• _Given request_: Rewrite the data from the line containing "In this exercise you will indicate the green" through the end of the data, both included, changing "white cloud" to "cumulus cloud" and leaving everything else the same.

►

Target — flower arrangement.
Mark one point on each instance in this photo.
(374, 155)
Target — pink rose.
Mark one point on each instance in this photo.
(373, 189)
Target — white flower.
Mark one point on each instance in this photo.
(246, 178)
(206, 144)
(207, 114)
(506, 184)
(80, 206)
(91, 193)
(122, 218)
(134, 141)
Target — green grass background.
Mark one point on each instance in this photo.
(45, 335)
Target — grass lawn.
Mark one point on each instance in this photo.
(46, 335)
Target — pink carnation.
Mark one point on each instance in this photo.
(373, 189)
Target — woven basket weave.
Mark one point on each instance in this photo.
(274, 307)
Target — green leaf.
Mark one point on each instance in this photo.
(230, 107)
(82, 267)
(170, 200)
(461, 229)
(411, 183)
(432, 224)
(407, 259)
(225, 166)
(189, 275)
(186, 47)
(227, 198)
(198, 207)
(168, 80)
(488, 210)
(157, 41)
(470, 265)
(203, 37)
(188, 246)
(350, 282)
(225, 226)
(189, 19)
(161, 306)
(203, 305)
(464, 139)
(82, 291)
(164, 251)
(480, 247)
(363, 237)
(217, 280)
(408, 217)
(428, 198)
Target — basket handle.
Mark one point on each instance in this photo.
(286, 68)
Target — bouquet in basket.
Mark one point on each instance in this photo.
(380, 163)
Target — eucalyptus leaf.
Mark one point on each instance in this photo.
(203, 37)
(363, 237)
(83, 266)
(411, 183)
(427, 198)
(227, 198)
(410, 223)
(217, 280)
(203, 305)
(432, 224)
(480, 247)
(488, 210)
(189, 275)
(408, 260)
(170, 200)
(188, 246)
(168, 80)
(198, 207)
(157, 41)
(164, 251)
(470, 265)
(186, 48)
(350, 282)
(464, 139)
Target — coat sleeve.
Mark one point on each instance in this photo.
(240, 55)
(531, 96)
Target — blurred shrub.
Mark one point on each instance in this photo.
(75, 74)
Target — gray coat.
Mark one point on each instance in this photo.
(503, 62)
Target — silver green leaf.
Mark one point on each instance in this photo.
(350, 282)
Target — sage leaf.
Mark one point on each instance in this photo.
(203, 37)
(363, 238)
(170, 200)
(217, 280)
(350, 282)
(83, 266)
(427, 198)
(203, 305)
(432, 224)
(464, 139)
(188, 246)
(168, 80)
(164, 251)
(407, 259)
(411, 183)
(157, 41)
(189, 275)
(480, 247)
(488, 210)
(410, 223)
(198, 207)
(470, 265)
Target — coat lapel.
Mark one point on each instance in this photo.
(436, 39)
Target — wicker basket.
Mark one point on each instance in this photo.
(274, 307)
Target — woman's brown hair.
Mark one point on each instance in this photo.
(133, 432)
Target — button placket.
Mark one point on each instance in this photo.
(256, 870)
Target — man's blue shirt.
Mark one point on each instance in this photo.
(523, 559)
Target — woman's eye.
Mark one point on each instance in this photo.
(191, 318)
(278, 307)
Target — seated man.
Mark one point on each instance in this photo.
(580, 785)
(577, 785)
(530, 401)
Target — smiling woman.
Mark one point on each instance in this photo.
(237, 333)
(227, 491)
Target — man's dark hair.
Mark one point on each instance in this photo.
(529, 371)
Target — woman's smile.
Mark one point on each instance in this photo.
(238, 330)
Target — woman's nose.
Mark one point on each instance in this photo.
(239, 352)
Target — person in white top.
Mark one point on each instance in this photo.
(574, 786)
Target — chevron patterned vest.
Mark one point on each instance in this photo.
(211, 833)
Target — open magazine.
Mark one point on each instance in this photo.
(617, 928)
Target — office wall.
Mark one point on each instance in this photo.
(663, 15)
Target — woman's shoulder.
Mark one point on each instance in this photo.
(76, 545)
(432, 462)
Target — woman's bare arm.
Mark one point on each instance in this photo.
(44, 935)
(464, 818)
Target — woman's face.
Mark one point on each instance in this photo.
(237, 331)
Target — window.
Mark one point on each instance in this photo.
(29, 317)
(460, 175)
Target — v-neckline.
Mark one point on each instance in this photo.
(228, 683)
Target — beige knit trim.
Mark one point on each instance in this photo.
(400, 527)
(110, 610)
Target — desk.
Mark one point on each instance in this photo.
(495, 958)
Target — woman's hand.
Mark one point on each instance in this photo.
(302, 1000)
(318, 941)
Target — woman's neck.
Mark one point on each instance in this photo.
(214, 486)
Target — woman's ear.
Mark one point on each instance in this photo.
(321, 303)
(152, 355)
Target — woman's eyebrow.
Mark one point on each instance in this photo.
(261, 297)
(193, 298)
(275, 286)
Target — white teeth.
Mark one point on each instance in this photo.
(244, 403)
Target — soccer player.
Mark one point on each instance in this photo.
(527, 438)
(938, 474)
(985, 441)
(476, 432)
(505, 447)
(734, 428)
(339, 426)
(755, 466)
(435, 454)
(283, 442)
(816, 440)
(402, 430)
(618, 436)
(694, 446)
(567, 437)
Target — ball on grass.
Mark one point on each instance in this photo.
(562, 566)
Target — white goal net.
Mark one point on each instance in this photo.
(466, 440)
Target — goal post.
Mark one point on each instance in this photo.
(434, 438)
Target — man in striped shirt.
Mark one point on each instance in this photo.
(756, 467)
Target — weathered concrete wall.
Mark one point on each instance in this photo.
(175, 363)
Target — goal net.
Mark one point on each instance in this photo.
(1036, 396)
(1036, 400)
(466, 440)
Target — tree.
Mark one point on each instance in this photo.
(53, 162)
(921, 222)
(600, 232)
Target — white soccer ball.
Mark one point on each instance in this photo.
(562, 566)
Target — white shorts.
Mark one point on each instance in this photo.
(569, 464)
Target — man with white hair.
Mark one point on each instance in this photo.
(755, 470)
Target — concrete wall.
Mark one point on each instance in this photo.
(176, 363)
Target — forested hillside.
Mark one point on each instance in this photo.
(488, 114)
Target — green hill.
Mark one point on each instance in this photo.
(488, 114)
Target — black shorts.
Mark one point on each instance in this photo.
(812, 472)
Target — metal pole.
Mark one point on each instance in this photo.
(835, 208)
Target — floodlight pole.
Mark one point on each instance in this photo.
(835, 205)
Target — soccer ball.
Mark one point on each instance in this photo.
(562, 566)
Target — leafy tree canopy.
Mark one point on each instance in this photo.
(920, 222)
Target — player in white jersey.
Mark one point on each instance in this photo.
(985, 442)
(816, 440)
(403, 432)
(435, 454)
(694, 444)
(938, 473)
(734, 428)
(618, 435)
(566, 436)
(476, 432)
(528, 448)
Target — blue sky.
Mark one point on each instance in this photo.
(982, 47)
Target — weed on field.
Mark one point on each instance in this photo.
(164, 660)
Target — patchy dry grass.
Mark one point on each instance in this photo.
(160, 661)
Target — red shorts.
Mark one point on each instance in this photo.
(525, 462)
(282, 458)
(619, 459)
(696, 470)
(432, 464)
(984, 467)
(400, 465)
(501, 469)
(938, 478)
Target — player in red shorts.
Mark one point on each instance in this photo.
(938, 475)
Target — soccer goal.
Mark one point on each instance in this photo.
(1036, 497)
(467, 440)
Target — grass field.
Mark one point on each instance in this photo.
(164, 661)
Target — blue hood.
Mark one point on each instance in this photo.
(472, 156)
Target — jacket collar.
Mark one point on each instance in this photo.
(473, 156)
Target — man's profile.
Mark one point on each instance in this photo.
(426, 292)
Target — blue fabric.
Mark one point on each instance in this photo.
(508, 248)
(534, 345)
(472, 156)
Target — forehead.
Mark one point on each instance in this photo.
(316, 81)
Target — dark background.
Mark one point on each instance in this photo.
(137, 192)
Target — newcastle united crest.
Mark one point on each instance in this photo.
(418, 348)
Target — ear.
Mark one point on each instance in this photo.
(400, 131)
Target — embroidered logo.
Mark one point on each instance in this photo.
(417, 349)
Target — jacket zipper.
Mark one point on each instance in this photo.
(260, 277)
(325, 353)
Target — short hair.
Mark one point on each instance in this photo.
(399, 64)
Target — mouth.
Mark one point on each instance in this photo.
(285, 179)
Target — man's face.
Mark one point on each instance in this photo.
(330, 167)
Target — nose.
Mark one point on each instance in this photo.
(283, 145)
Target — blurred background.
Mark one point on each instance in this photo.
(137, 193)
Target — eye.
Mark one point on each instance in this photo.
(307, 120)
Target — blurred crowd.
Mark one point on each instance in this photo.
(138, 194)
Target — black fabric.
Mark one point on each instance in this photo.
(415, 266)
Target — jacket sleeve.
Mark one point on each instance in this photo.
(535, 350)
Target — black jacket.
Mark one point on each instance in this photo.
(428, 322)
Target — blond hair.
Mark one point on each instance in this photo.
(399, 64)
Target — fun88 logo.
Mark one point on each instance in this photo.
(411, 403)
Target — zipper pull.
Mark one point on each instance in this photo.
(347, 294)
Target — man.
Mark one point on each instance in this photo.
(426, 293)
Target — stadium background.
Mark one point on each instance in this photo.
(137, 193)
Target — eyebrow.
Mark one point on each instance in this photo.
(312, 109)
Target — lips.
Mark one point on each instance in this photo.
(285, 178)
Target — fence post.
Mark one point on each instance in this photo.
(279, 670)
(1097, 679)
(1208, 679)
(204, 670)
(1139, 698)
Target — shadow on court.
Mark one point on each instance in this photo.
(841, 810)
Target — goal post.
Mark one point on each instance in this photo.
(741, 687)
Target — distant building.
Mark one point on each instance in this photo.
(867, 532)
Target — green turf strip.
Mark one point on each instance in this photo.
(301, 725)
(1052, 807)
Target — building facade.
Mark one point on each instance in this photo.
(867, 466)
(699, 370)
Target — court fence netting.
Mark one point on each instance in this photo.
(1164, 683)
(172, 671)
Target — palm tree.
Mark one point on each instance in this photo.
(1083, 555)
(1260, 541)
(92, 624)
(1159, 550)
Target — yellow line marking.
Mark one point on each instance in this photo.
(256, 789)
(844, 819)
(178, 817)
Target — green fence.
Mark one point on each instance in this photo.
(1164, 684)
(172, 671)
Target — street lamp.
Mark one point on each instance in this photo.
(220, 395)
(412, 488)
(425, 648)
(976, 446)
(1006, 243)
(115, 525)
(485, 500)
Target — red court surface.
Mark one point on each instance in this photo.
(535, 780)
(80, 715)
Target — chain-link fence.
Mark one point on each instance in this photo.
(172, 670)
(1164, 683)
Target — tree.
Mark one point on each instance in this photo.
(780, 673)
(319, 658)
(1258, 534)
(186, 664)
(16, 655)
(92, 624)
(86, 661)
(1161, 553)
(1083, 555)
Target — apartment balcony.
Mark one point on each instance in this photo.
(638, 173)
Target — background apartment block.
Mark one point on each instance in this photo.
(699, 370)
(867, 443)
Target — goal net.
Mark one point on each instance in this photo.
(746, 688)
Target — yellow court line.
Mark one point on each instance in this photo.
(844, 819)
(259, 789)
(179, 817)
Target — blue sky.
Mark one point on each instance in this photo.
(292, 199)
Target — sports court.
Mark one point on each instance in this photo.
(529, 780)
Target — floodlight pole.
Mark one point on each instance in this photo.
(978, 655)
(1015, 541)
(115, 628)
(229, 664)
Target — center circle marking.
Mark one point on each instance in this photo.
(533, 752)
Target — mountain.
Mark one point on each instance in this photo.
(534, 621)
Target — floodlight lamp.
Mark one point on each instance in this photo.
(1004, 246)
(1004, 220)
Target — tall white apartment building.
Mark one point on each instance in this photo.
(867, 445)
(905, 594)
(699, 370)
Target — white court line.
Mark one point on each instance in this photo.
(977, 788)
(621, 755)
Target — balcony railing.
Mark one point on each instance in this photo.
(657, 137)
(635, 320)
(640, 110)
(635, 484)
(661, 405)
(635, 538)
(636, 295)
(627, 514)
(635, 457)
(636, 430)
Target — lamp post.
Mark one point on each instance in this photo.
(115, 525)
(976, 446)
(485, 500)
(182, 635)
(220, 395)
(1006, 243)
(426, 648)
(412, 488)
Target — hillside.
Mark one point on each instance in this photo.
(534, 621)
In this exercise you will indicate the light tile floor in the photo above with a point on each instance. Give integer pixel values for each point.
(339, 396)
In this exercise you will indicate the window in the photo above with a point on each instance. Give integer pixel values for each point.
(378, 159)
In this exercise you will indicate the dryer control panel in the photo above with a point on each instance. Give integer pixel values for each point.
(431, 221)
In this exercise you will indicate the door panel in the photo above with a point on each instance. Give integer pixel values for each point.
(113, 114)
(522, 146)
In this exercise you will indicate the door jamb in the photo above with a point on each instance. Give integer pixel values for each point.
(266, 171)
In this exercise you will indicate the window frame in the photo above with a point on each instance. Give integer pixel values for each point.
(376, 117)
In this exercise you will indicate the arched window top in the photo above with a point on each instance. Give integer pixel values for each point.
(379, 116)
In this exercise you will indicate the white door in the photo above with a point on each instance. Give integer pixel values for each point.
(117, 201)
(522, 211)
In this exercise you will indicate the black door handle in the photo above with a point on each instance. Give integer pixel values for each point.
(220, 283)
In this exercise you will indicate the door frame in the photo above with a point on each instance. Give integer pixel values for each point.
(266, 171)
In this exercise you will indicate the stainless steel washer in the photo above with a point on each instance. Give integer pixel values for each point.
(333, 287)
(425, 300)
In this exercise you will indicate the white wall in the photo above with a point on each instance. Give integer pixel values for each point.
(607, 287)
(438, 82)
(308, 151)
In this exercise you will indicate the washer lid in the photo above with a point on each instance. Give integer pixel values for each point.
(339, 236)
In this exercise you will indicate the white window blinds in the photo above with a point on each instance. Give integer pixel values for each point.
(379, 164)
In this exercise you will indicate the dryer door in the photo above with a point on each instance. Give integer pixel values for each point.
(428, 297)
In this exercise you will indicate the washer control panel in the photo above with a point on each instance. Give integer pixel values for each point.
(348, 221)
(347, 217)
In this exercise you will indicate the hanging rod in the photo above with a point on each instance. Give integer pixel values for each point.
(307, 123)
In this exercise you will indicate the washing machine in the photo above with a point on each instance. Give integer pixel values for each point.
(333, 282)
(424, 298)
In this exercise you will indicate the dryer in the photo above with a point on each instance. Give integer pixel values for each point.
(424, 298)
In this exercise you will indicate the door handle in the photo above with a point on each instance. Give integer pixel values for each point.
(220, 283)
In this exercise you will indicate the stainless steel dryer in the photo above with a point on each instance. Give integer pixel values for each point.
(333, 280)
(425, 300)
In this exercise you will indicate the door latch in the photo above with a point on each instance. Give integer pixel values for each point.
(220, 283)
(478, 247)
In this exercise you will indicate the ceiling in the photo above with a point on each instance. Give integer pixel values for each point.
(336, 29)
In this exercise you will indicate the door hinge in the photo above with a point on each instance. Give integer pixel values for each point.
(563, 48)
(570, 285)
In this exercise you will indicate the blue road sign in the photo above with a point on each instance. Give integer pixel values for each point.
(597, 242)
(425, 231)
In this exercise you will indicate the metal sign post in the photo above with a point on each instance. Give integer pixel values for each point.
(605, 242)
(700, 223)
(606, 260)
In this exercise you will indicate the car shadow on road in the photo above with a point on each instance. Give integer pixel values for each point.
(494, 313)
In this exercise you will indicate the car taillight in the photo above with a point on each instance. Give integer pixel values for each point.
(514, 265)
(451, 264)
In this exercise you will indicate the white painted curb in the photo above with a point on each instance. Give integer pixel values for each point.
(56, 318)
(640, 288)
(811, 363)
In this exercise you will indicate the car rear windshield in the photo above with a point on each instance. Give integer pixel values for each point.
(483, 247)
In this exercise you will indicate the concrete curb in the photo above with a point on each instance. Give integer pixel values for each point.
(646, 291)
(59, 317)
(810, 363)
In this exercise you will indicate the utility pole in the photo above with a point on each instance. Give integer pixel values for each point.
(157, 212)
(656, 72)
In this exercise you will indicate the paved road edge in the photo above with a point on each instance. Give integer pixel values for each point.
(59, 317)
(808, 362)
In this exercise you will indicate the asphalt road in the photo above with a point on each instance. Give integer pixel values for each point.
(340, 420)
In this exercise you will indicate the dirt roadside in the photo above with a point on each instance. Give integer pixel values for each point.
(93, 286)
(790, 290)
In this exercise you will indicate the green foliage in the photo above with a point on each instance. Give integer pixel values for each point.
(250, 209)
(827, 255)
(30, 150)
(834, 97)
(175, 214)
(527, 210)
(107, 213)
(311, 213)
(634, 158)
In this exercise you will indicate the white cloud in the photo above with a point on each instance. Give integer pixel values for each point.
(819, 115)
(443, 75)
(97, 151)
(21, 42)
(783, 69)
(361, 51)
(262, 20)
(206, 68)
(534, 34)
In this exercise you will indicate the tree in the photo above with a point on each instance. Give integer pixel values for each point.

◄

• _Task output_:
In this exercise you will indicate the green foliage in the photo above with a point on each instance. Give integer pixel values for each point.
(250, 209)
(827, 255)
(30, 150)
(834, 97)
(175, 214)
(527, 210)
(107, 213)
(311, 213)
(634, 158)
In this exercise you will indicate the cumulus cloud in the photo above with a point on each instance. Give integer pixel values for each point.
(819, 115)
(443, 75)
(97, 151)
(21, 42)
(783, 69)
(361, 51)
(262, 20)
(206, 68)
(534, 34)
In this exercise you will indicate the tree in the photo above with a point on each instance. Give integer pixel values for each point.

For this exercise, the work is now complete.